### [Dataset content]
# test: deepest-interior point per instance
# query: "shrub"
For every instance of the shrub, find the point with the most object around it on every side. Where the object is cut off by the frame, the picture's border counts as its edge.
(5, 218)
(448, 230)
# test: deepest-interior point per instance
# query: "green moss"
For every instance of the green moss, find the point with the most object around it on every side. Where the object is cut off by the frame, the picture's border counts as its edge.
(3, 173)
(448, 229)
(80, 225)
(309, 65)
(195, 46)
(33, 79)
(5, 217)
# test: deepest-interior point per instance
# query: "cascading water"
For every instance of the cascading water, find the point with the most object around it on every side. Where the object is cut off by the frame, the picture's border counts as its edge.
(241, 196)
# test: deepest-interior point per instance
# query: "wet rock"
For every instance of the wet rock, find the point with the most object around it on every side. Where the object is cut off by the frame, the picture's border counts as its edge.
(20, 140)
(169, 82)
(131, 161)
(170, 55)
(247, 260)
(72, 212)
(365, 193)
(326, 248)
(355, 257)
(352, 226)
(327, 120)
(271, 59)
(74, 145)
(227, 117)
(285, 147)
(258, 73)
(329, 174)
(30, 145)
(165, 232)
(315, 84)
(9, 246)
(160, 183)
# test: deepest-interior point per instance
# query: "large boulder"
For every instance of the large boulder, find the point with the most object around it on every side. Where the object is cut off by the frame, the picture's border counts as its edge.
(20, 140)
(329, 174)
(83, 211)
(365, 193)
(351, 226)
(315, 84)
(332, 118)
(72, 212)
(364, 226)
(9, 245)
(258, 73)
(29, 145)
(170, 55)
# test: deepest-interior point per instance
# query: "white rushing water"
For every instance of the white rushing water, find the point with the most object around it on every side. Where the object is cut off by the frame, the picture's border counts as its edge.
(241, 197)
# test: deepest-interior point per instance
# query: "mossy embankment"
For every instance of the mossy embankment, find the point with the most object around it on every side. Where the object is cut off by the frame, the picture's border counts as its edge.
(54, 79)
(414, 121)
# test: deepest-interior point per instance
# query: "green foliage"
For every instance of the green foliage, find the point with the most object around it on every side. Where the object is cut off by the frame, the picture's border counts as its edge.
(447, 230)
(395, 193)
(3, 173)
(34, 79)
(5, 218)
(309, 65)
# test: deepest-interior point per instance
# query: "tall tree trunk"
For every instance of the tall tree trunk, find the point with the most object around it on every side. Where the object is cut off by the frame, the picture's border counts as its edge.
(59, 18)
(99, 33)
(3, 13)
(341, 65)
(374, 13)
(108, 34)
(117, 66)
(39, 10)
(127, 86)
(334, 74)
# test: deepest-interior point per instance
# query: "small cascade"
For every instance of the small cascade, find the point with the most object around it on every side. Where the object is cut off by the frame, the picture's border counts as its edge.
...
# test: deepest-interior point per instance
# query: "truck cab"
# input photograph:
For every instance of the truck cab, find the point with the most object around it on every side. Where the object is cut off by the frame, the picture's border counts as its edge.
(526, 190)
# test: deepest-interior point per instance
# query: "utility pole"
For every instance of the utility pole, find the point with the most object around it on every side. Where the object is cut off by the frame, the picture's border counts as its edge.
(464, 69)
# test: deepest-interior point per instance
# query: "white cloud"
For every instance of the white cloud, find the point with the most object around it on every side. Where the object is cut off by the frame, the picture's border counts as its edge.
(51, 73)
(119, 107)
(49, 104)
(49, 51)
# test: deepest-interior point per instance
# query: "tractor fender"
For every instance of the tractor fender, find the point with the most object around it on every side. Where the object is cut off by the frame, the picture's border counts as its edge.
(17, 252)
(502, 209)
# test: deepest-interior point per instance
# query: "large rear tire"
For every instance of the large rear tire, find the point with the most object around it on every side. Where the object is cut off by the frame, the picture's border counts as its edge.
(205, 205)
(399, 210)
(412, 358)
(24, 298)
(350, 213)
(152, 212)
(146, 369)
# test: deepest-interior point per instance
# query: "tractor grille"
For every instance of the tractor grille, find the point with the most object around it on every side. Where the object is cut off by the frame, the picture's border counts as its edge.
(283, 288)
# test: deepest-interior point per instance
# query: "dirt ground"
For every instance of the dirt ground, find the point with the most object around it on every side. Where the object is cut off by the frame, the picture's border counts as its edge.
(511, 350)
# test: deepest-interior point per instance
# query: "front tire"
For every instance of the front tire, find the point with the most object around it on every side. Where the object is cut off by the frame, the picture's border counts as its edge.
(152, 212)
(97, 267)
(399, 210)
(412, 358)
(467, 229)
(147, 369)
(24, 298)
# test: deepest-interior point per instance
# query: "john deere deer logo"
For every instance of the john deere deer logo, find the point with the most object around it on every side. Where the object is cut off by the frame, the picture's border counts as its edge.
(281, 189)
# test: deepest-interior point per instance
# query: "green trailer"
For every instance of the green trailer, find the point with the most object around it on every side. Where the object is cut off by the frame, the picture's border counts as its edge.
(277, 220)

### [Short task]
Gather every line of the items above that contains the string "rear". Case counts.

### [Output of the exercise]
# query: "large rear tire"
For every instance of the large rear tire, find the point with the most object around it on every side. Where the object is cut off by the frame, the picture's border counts as its edge.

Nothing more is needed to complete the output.